— Begin Given information —

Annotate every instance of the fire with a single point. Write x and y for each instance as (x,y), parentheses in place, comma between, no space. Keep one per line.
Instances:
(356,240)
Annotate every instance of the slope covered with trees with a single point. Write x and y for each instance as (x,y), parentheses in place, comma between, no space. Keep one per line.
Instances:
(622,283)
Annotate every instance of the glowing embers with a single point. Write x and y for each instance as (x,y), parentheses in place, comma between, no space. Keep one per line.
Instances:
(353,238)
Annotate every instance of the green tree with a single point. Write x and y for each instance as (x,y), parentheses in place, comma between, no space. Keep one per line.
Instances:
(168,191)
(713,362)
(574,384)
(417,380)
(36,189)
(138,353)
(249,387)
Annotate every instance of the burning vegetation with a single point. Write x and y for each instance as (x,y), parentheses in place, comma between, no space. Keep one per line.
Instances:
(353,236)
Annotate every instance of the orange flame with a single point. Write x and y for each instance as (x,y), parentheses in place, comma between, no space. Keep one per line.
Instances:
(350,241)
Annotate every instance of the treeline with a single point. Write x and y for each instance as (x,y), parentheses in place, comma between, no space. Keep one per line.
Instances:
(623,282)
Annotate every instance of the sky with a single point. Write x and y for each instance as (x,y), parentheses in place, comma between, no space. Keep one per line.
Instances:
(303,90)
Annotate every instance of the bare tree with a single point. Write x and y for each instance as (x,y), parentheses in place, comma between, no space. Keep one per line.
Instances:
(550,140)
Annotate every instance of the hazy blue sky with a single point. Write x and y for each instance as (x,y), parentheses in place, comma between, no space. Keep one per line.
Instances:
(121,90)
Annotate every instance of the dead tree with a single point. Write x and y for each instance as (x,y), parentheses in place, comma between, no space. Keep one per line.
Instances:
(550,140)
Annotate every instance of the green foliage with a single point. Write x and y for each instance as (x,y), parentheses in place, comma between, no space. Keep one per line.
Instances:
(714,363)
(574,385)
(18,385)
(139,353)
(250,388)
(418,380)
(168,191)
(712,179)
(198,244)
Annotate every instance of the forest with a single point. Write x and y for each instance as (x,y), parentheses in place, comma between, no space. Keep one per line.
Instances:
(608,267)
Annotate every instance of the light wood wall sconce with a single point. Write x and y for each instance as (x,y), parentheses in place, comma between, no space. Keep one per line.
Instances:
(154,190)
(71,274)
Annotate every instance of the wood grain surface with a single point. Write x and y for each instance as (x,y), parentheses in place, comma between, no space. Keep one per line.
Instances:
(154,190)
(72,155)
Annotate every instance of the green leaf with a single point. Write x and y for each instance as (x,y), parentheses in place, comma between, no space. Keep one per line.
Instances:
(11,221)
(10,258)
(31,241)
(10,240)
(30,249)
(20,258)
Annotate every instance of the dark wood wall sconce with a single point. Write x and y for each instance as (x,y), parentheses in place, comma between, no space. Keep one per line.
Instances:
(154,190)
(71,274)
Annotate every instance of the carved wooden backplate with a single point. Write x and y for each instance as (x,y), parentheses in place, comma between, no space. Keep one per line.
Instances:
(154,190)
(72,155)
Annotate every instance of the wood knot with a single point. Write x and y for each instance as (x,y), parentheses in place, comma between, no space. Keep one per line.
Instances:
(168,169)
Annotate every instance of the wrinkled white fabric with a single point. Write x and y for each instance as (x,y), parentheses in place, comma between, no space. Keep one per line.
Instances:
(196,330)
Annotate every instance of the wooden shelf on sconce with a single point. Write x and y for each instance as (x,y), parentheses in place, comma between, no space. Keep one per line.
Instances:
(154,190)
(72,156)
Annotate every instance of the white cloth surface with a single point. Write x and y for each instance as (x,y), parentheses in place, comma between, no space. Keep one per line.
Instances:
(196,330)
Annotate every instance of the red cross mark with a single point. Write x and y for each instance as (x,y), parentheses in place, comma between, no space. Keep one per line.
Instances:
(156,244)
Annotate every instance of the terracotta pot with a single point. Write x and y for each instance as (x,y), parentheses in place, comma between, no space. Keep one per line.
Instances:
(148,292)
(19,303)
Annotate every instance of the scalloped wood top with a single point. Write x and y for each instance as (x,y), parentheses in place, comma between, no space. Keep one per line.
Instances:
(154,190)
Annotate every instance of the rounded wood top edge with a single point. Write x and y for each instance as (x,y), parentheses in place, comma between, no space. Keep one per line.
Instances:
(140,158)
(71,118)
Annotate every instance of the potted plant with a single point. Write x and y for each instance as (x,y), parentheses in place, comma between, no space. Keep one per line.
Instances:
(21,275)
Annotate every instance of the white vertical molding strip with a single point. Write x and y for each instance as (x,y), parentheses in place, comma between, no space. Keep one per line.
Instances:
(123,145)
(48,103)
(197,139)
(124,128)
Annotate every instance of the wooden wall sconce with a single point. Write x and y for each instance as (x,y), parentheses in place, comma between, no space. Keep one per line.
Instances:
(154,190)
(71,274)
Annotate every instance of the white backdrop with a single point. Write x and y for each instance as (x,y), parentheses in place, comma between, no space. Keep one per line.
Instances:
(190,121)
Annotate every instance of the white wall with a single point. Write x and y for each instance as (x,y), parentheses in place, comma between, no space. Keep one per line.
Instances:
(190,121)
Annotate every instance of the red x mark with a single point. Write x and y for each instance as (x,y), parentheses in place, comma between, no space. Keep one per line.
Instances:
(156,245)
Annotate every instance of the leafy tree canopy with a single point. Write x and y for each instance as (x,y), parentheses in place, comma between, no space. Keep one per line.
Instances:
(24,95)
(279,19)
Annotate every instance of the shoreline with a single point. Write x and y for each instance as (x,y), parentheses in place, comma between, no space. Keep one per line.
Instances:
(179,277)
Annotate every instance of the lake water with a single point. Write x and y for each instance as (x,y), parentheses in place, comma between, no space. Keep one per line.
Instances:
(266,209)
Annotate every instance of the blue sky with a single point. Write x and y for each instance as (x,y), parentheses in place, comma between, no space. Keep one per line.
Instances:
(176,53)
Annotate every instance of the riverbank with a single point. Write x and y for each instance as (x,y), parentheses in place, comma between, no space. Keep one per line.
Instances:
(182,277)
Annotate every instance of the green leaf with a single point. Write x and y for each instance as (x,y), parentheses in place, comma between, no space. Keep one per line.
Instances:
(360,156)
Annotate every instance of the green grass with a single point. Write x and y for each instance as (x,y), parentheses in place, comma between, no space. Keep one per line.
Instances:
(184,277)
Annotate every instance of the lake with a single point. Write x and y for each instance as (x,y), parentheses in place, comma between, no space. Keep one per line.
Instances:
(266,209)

— End Given information —

» **Your goal**
Write the entries again, exactly as they stand.

» **Full answer**
Annotate every instance of the fire with a single point. Write x and y for each instance as (x,y), parentheses in place, comma between, no space. Keep one per line.
Instances:
(356,240)
Annotate every instance of the slope covered with trees with a single point. Write x and y for each instance as (x,y), parentheses in place, comma between, no space. Keep one per line.
Instances:
(622,283)
Annotate every instance of the glowing embers with a single point. Write x and y for each instance as (x,y), parentheses in place, comma between, no space. Keep one per line.
Instances:
(353,238)
Annotate every instance of the green tree with a single point. Write x and y for each instance as (x,y), parentheses in place, comma between, no space. Keep one per line.
Instances:
(168,191)
(713,362)
(574,384)
(417,380)
(36,189)
(138,353)
(249,387)
Annotate every instance of the burning vegetation with a single point. Write x and y for each instance as (x,y), parentheses in place, comma between, no space. Keep one per line.
Instances:
(353,236)
Annotate every instance of the orange flame with a single point. Write x and y for each instance as (x,y), parentheses in place, comma between, no space. Keep one per line.
Instances:
(350,241)
Annotate every instance of the treeline with a single point. Write x and y for each instance as (x,y), parentheses in place, comma between, no space. Keep one per line.
Instances:
(623,282)
Annotate every instance of the sky with a single point. Write x and y for each instance as (x,y), parentheses in place, comma between, no space. Keep one per line.
Instances:
(303,90)
Annotate every instance of the bare tree with a single point. Write x and y for each instance as (x,y), parentheses in place, comma between, no space. Keep one per line.
Instances:
(550,140)
Annotate every instance of the hazy blue sky with a single point. Write x and y for each instance as (x,y), parentheses in place, comma between, no space. Keep one per line.
Instances:
(121,90)
Annotate every instance of the dead tree with a single point. Write x and y for each instance as (x,y), parentheses in place, comma between, no space. Keep one per line.
Instances:
(550,140)
Annotate every instance of the green foliage with a single point. Write x and y for each instance as (x,y), parentheses in place, comma between, no space. Keep one per line.
Instances:
(714,363)
(574,385)
(18,385)
(139,353)
(250,388)
(418,380)
(168,191)
(712,179)
(198,244)
Annotate every instance of the forest with a single point. Write x and y for each instance as (x,y), parentheses in place, comma between, no space. Keep one per line.
Instances:
(608,267)
Annotate every instance of the light wood wall sconce with a single point. Write x and y for each instance as (x,y), parentheses in place, comma between, no space. Keep one per line.
Instances:
(154,190)
(71,274)
Annotate every instance of the wood grain surface with a single point. Write x and y for each instance as (x,y), parentheses in place, comma between, no space. Keep one per line.
Instances:
(154,190)
(72,155)
Annotate every instance of the green leaf with a single point. Write x and y for each instance as (x,y), parentheses in place, comma between, no space. Keep one per line.
Instances:
(11,221)
(10,258)
(31,241)
(10,240)
(30,249)
(20,258)
Annotate every instance of the dark wood wall sconce with a single point. Write x and y for each instance as (x,y), parentheses in place, comma between, no space. Keep one per line.
Instances:
(154,190)
(71,274)
Annotate every instance of the carved wooden backplate with a single point. Write x and y for each instance as (x,y), parentheses in place, comma between, no space. Keep one per line.
Instances:
(154,190)
(72,155)
Annotate every instance of the wood knot with a single point. Write x and y for each instance as (x,y), parentheses in place, comma between, no space. Keep one per line.
Instances:
(168,169)
Annotate every instance of the wrinkled white fabric with a single point. Write x and y for each instance as (x,y), parentheses in place, comma between, no space. Keep one per line.
Instances:
(196,330)
Annotate every instance of the wooden shelf on sconce with a single point. Write x and y for each instance as (x,y), parentheses in place, comma between, no space. Keep one per line.
Instances:
(154,190)
(72,156)
Annotate every instance of the white cloth surface with a single point. Write x and y for each instance as (x,y), parentheses in place, comma between, no space. Keep one per line.
Instances:
(196,330)
Annotate every instance of the red cross mark with a single point. Write x and y for each instance as (x,y), parentheses in place, comma between, no space. Keep one per line.
Instances:
(156,244)
Annotate every instance of the terracotta pot with a single point. Write x and y for each instance as (x,y), parentheses in place, comma between, no space. Keep one per line.
Instances:
(148,292)
(19,303)
Annotate every instance of the scalloped wood top with a single point. Write x and y for each instance as (x,y), parentheses in place, comma between, no space. Keep one per line.
Instances:
(154,190)
Annotate every instance of the rounded wood top edge with a single point. Write x and y for each instance as (x,y), parentheses in place, comma between, no space. Keep one per line.
Instances:
(140,158)
(71,118)
Annotate every instance of the potted plant with a single point. Write x and y for each instance as (x,y), parentheses in place, comma between, no space. Keep one per line.
Instances:
(21,275)
Annotate every instance of the white vertical molding strip with a single point. Write x and y for each instance as (x,y), parentheses in place, comma between, no space. Keep one per line.
Instances:
(123,145)
(48,103)
(197,139)
(124,128)
Annotate every instance of the wooden wall sconce with a single point. Write x and y for each instance as (x,y), parentheses in place, comma between, no space. Keep one per line.
Instances:
(154,190)
(71,274)
Annotate every instance of the white backdrop with a single point. Write x and y for each instance as (x,y), parentheses in place, comma between, no space. Keep one per line.
Instances:
(190,121)
Annotate every instance of the white wall with a single point. Write x and y for each instance as (x,y), parentheses in place, comma between, no space. Keep one per line.
Instances:
(190,121)
Annotate every instance of the red x mark with a single point. Write x and y for each instance as (x,y), parentheses in place, comma between, no space. Keep one per line.
Instances:
(156,245)
Annotate every instance of the leafy tree canopy with a single point. Write x and y for each instance as (x,y), parentheses in place, comma between, no space. Keep one per line.
Instances:
(24,95)
(279,19)
Annotate every instance of the shoreline with a single point. Write x and y for each instance as (x,y), parentheses in place, comma between, no space. Keep one per line.
Instances:
(179,277)
Annotate every instance of the lake water with a single point. Write x and y for each instance as (x,y), parentheses in place, comma between, no space. Keep one per line.
Instances:
(266,209)
Annotate every instance of the blue sky with a single point. Write x and y for each instance as (x,y), parentheses in place, comma between, no space. Keep one per line.
Instances:
(176,53)
Annotate every instance of the riverbank with a single point. Write x and y for each instance as (x,y), parentheses in place, comma between, no space. Keep one per line.
Instances:
(182,277)
Annotate every instance of the green leaf with a single point. Write x and y for each instance as (x,y), parentheses in place, comma between, no space. Keep one per line.
Instances:
(360,156)
Annotate every instance of the green grass with a single point. Write x and y for each instance as (x,y), parentheses in place, comma between, no space. Keep one per line.
Instances:
(184,277)
Annotate every instance of the lake with a single point. Write x and y for each instance as (x,y), parentheses in place, comma between, no space. Keep one per line.
Instances:
(266,209)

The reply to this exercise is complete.